取り組む内容:
A. あらすじによると、陸上部には誰がいますか。
B. あらすじの「自問自答しながらアメフト部へ」から「ずいぶん昔の陸上のトロフィーが綺麗なまま用具室に置かれているのを見つけたトガシ。」までを、両端も含めてそのまま書き写してください。
C. トガシと陸上部のあらすじを、最後の文の次から書き足してください。

抜粋した文章:
========================================================================
自問自答しながらアメフト部への体験入部について考えていると、ちょうど陸上部の先輩が寺川たちアメフト部にパシリをさせられているところを目撃。
寺川はパシらせていることについて「遊び。嫌なら抵抗してるでしょ」など悪びれる様子もなく、また昨年起きた陸上部がアメフト部に対して起こした暴行事件を機に陸上部は廃部寸前の立場になっていることを教える。
アメフト部に入ろうと考えていたトガシだが、陸上部を見下す寺川に対して思わず否定的な言葉が出そうになり、身の振り方を改めてよく考えることに。
一方の寺川は有名人であるトガシをアメフト部に引き入れるため、顧問の山根先生にも協力を仰ぐのであった。
陸上部からの勧誘
ずいぶん昔の陸上のトロフィーが綺麗なまま用具室に置かれているのを見つけたトガシ。
するとそこに通りがかった陸上部の浅草 葵から話しかけられ、陸上部への勧誘を受ける。
どうやら陸上部は、今は不登校の部長、葵、パシらされている貞弘の3人しかいないらしい。
あくまで陸上部に入る考えはないトガシに対し、帰り道に合流した貞弘も「実力のない自分たち陸上部にトガシを巻き込むべきではない」との考えを示す。
「ひゃくえむ。新装版」1巻©講談社/魚豊
それでも「走りたいって想いから逃げられない」と情熱を持ち続ける葵は、トガシへのしつこい勧誘を諦める代わりにあることをお願いするのであった。
陸上に懸ける情熱を知る
葵がお願いしたのは、速くなるためにトガシの走りを見せてほしいというもの。
軽く走って終わらせようとしたトガシだが、ふと全力疾走する感覚が蘇り、その走りを見た葵の「凄い」という真剣な評価に心を動かされる。
========================================================================
提供資料:
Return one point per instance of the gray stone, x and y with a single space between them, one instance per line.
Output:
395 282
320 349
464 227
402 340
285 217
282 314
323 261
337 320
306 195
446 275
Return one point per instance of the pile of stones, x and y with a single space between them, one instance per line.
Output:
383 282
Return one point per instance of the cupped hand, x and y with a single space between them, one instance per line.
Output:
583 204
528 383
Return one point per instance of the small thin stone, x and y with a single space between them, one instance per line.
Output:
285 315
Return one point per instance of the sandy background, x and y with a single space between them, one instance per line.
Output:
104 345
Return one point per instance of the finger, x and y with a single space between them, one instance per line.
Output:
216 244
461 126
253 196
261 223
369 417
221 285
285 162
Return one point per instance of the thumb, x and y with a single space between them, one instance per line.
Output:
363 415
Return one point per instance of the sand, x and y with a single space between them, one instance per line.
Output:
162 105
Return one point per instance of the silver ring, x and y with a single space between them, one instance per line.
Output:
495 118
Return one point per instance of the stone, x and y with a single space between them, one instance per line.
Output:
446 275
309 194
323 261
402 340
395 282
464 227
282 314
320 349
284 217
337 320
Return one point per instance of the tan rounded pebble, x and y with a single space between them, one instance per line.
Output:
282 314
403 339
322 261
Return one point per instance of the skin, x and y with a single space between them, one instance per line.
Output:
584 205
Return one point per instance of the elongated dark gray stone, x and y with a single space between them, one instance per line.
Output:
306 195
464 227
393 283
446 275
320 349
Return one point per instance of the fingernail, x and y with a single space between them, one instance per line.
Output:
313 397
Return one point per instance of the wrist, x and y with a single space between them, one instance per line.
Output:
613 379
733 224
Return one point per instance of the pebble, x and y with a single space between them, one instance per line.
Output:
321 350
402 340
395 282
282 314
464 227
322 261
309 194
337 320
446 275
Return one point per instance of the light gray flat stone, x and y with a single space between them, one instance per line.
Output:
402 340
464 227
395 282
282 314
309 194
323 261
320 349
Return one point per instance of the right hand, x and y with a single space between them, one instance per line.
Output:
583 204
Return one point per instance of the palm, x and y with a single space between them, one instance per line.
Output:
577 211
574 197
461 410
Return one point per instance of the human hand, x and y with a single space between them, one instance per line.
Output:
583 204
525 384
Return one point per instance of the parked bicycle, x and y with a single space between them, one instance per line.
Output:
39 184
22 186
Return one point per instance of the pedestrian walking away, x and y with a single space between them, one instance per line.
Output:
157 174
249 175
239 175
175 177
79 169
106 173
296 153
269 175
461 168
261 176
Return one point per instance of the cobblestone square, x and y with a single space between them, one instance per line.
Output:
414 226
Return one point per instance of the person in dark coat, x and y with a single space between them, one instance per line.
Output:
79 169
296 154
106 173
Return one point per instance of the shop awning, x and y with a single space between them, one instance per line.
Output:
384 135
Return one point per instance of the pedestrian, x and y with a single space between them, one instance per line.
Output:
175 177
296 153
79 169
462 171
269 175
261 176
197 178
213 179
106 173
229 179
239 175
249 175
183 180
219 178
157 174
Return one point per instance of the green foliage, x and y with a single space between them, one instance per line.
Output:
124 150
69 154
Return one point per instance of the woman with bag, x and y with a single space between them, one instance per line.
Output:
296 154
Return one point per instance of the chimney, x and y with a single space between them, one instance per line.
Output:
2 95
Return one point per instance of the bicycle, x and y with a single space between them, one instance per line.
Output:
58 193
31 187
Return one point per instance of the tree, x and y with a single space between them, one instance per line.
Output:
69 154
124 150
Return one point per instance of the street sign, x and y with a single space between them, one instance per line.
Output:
========================================================================
課題の答え:
A. 不登校の部長、葵、貞弘の3人です。

B.
自問自答しながらアメフト部への体験入部について考えていると、ちょうど陸上部の先輩が寺川たちアメフト部にパシリをさせられているところを目撃。
寺川はパシらせていることについて「遊び。嫌なら抵抗してるでしょ」など悪びれる様子もなく、また昨年起きた陸上部がアメフト部に対して起こした暴行事件を機に陸上部は廃部寸前の立場になっていることを教える。
アメフト部に入ろうと考えていたトガシだが、陸上部を見下す寺川に対して思わず否定的な言葉が出そうになり、身の振り方を改めてよく考えることに。
一方の寺川は有名人であるトガシをアメフト部に引き入れるため、顧問の山根先生にも協力を仰ぐのであった。
陸上部からの勧誘
ずいぶん昔の陸上のトロフィーが綺麗なまま用具室に置かれているのを見つけたトガシ。

C.
そんな折、陸上部が大切にしていたトロフィーにカップラーメンのゴミが入れられて汚される事件が起きるが、それでも葵は逆境をバネに明るく振舞い続ける。
そんな葵の姿にビビりつつも憧憬の念を抱いたトガシは、「陸上は”良い”」という葵の言葉に前を向きかける。
しかし翌日、アメフト部顧問の山根先生の根回しによって、部員・活動の縮小を理由に陸上部の廃部が決まり、葵の陸上にかける想いも潰されることになってしまうのだった。
「ひゃくえむ。新装版」1巻©講談社/魚豊
陸上部のために立ち上がる
廃部を知りながらも粛々と現実を受け入れているように見える葵。
陸上部を馬鹿にしていた女子マネージャーから「走り続けて何か意味あったの?」と問いかけられると、葵は「無意味だったかもね」と笑いながら返す。
葵の陸上に賭ける想いを知っていたトガシは、突き動かされるように覚悟を固める。
敗北など恐れず、全力で走ることを。
「ひゃくえむ。新装版」1巻©講談社/魚豊
そして葵に陸上部への入部を宣言し、アメフト部に対して体育祭での部活対抗リレーで勝負することを申し入れる。
元々部外者であるトガシにとっては、この勝負は自分がスッキリすること以外にメリットはない。
それでもアメフト部の喫煙や暴行の動画などを材料に、寺川たちアメフト部を真剣勝負の場に引きずり込んだ。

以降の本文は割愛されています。